Воспоминания о будущем

01.12.2007

Солнце тонким ярким лучиком проковыряло дырку в гардине у окна и остановилось на коричневом корешке Брема.
У балкона легкие шторы мягко танцуют вальс с теплым летним ветерком.
Ветерок пахнет свежей выпечкой, корицей и ванилью.
Откуда-то пахнет кофе.
На кухне кто-то тихо напевает и чуть позвякивает ложечкой в чашке.
Хочется кофе, хочется теплого круассана, но вставать лень.
Не лень, а просто хочется еще спокойно полежать, послушать, как напевают на кухне, как о чем-то спорит ребятня на улице, как изредка по мостовой шуршат шинами велосипеды.
Лежать и смотреть на корешки книг с яркой дрожащей точкой на потертом кожаном корешке.
Лежать, и вбирать в себя этот покой и умиротворение, пропитываться ими пока не станешь легким-легким и не начнешь тихо парить над кроватью, а кондитерский ветерок с балкона медленно подхватит, закружит тебя и понесет наружу, на улицу.
А там проплывешь над играющей во что-то свое важное ребятней, над аккуратными кустами, над изумрудными и бирюзовыми деревьями, над машинами, над шоколадными черепичными крышами и трубами цвета крепкого чая.
А потом он не спеша понесет тебя еще дальше, к холмам, к зеленому ковру, к озеру и там, у озера тихо опустит на землю, на пышную высокую траву с белыми, оранжевыми и синими цветами.
А солнце будет светить в глаза, не давая разглядеть глубокое ультрамариновое небо со смешной пеной облаков похожих на ватные игрушки.
И будут стрекотать кузнечики и божья коровка опуститься тебе на нос и примется чистить лапками лакированные надкрылья.
А ты будешь лежать и растворяться, растворяться в этом всем, пока сам не станешь и божьей коровкой и кузнечиками и травой с оранжевыми цветами и пушистыми игрушками и синим небом и теплым ветерком.


И вечный зуд…

18.11.2007

Есть такие люди, с которыми тяжело.
А самим им еще тяжелее.
Их снедает вечная жажда деятельности.
Но это не от бьющей через край жизнерадостной энергии.
Это зуд.
Это тяжелый вечный зуд какого-нибудь дела.
Они безоговорочно уверены в том, что постоянно обязаны делать.
Все равно что.
Это не имеет значения.
Для них главное, девиз их жизни — «Надо что-то делать».
И они делают.
Они изводятся сами, изводят окружающих, добиваются, наконец, своего и тут оказывается, что именно этого делать было не надо.
Они не могут думать.
Просто не успевают.
С криком: «Мне некогда, я не успеваю! Мне надо делать дело!», они умудряются за короткое время заварить такое количество каши, которое потом годами расхлебывают.
Их принцип: «Сперва побольше сделаю, а потом подумаю: что делал, зачем, и как теперь из всего этого выбираться».

**Задание a:** Назовите все цвета цветов в траве у озера, которые упомянуты во фрагменте.

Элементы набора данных
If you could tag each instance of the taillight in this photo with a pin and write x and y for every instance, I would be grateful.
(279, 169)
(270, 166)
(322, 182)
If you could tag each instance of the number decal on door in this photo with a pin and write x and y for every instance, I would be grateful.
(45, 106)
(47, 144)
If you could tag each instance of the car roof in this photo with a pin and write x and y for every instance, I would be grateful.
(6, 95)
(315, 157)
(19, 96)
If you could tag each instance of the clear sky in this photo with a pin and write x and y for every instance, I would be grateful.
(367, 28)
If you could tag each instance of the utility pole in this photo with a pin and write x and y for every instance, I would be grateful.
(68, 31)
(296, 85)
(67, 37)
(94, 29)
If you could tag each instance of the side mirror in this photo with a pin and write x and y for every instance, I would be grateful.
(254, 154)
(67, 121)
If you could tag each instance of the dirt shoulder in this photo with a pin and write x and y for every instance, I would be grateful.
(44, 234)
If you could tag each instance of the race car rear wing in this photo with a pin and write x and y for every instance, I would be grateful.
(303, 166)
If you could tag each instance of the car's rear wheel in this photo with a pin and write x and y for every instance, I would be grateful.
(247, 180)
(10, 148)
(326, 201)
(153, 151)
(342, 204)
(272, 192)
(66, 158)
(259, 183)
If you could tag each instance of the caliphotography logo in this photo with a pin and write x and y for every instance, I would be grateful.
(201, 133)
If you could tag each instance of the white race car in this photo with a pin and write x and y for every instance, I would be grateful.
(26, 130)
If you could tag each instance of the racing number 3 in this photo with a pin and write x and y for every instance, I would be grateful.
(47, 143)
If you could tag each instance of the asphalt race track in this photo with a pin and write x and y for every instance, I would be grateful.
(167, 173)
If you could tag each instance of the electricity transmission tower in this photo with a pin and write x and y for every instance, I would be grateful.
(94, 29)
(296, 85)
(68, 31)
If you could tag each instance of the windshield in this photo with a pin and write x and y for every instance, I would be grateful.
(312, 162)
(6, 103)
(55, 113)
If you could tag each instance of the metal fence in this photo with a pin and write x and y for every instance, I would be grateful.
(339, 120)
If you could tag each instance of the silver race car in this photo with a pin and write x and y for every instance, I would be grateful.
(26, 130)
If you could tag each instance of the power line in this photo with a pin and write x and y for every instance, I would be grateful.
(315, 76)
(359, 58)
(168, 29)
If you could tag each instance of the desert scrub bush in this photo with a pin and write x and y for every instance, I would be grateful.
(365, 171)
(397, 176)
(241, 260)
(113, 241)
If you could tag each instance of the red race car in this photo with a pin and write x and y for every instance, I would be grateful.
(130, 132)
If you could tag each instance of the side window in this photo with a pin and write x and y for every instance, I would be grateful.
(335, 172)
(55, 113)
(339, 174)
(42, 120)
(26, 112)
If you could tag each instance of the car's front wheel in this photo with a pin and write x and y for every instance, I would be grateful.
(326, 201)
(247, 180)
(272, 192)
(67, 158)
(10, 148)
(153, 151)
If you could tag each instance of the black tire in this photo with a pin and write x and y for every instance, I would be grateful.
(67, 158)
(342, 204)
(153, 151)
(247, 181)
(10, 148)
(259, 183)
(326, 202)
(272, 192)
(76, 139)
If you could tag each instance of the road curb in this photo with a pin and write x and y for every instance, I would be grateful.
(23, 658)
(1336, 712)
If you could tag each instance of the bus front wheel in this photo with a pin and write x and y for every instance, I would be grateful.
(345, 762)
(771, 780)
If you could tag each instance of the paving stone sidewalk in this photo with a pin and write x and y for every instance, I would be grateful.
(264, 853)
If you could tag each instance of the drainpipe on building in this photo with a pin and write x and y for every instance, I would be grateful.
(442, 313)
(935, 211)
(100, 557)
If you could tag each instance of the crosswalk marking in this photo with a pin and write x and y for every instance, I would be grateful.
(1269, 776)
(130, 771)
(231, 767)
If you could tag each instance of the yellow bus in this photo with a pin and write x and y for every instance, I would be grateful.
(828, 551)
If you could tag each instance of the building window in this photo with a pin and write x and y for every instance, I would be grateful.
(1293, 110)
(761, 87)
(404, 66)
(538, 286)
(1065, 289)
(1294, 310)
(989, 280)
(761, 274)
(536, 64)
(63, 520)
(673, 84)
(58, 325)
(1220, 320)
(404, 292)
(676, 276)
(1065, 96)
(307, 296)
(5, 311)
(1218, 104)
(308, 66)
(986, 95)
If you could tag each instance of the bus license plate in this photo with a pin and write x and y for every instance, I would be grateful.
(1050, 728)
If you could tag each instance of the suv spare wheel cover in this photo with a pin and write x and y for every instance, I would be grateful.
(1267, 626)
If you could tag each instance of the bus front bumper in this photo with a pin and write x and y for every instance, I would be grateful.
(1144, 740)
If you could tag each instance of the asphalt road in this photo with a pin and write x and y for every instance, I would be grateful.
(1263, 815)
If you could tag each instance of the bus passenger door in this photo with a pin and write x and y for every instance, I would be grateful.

**Задание b:** Выпишите из записей все строки, где встречается строка "number".

**Правильный ответ a:** Белый, оранжевый, синий.

**Правильный ответ b:**
If you could tag each instance of the number decal on door in this photo with a pin and write x and y for every instance, I would be grateful.
If you could tag each instance of the racing number 3 in this photo with a pin and write x and y for every instance, I would be grateful.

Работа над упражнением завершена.